• TEXTE DE LA PAGE:
•••••

Tribune

Pour la sauvegarde immédiate de l'océan Austral

Alors qu'Emmanuel Macron s'apprête à présider le sommet du G7, son engagement pour la sauvegarde de l'océan Austral viendrait prouver que tous peuvent se mettre d'accord quand il s'agit de la survie de la planète.
par Pascal Lamy, ancien Directeur général de l’OMC, président émérite de l’Institut Jacques Delors et Geneviève Pons, ancienne Directrice de WWF EU, directrice du bureau de l’institut Jacques Delors Bruxelles
publié le 21 septembre 2018 à 12h01
(mis à jour le 25 septembre 2018 à 18h42)

Il y a plus de six décennies, le Commandant Cousteau nous faisait découvrir l’incroyable richesse de la vie marine et la nécessité de la sauvegarder. Aujourd’hui, les mêmes écosystèmes font face à des menaces existentielles telles que le changement climatique ou la surpêche. Protéger les océans : dans les semaines qui viennent, c’est précisément ce qu’Emmanuel Macron peut faire en obtenant la création d’une gigantesque réserve marine, à l’est de l’Antarctique.

•••••

• DONNÉES FOURNIES:
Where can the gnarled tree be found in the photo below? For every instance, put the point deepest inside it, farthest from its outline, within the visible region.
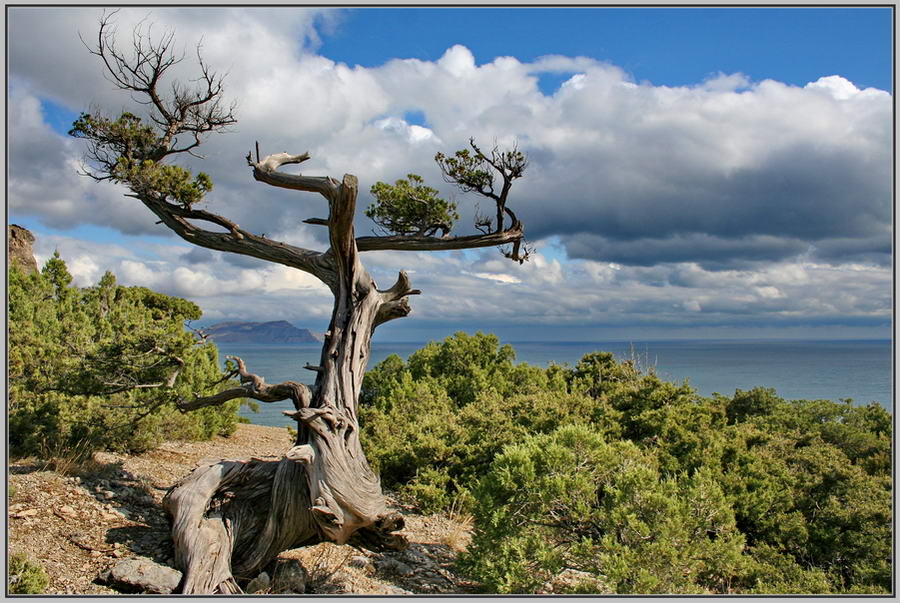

•••••

• CONSIGNES:
[1] Actualisez le passage de la tribune qui commence par "par Pascal Lamy, ancien" et se termine par "l’est de l’Antarctique.", en remplaçant "surpêche" par "pêche illégale".
[2] À quelle date et à quelle heure la tribune sur l'océan Austral a-t-elle été publiée ?

• RÉPONSES PAR CONSIGNE:
[1]
par Pascal Lamy, ancien Directeur général de l’OMC, président émérite de l’Institut Jacques Delors et Geneviève Pons, ancienne Directrice de WWF EU, directrice du bureau de l’institut Jacques Delors Bruxelles
publié le 21 septembre 2018 à 12h01
(mis à jour le 25 septembre 2018 à 18h42)

Il y a plus de six décennies, le Commandant Cousteau nous faisait découvrir l’incroyable richesse de la vie marine et la nécessité de la sauvegarder. Aujourd’hui, les mêmes écosystèmes font face à des menaces existentielles telles que le changement climatique ou la pêche illégale. Protéger les océans : dans les semaines qui viennent, c’est précisément ce qu’Emmanuel Macron peut faire en obtenant la création d’une gigantesque réserve marine, à l’est de l’Antarctique.

[2] Le 21 septembre 2018 à 12h01.